- **Records from a collection**:
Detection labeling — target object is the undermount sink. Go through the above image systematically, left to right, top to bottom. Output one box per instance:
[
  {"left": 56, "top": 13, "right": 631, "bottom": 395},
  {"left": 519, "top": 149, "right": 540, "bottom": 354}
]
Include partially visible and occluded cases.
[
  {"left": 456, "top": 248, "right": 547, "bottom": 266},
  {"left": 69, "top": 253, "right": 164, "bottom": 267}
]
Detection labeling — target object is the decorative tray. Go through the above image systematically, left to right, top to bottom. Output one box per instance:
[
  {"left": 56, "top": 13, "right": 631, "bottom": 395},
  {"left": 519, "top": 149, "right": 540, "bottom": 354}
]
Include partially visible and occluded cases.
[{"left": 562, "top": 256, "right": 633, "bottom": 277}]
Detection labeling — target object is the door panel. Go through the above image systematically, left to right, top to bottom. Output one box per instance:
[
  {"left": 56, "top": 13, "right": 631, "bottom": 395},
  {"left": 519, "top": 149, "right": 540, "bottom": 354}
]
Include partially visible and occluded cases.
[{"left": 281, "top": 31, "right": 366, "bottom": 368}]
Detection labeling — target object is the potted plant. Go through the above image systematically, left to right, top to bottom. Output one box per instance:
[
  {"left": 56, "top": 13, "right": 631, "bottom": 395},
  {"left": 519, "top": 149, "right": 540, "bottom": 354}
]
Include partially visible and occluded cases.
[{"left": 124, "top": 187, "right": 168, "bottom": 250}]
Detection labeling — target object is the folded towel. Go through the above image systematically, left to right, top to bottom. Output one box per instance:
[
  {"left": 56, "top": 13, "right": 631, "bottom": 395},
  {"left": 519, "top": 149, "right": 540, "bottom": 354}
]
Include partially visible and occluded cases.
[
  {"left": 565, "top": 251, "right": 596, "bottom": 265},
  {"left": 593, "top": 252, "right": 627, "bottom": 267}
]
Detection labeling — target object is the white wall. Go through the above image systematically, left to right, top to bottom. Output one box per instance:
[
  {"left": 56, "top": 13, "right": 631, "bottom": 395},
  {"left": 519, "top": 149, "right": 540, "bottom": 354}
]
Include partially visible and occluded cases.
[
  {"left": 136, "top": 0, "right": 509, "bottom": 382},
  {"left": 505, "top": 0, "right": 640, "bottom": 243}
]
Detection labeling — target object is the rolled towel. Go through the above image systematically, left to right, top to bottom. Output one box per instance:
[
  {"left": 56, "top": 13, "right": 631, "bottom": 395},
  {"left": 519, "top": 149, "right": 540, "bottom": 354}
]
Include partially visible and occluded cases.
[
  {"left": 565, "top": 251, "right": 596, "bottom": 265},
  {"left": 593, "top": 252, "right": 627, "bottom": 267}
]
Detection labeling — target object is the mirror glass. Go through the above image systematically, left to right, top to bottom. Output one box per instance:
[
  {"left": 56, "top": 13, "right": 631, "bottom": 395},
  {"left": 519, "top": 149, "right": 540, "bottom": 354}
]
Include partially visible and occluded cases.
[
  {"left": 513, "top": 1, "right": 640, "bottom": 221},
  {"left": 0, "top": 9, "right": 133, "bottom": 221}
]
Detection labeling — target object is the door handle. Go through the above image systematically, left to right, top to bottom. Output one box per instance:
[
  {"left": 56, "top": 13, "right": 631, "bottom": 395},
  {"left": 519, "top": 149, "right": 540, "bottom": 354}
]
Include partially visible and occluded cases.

- **REQUIRED WORK**: Count the lines in the listing above that contain the word "white", and reply with only the number.

- **WORKED ANSWER**: 1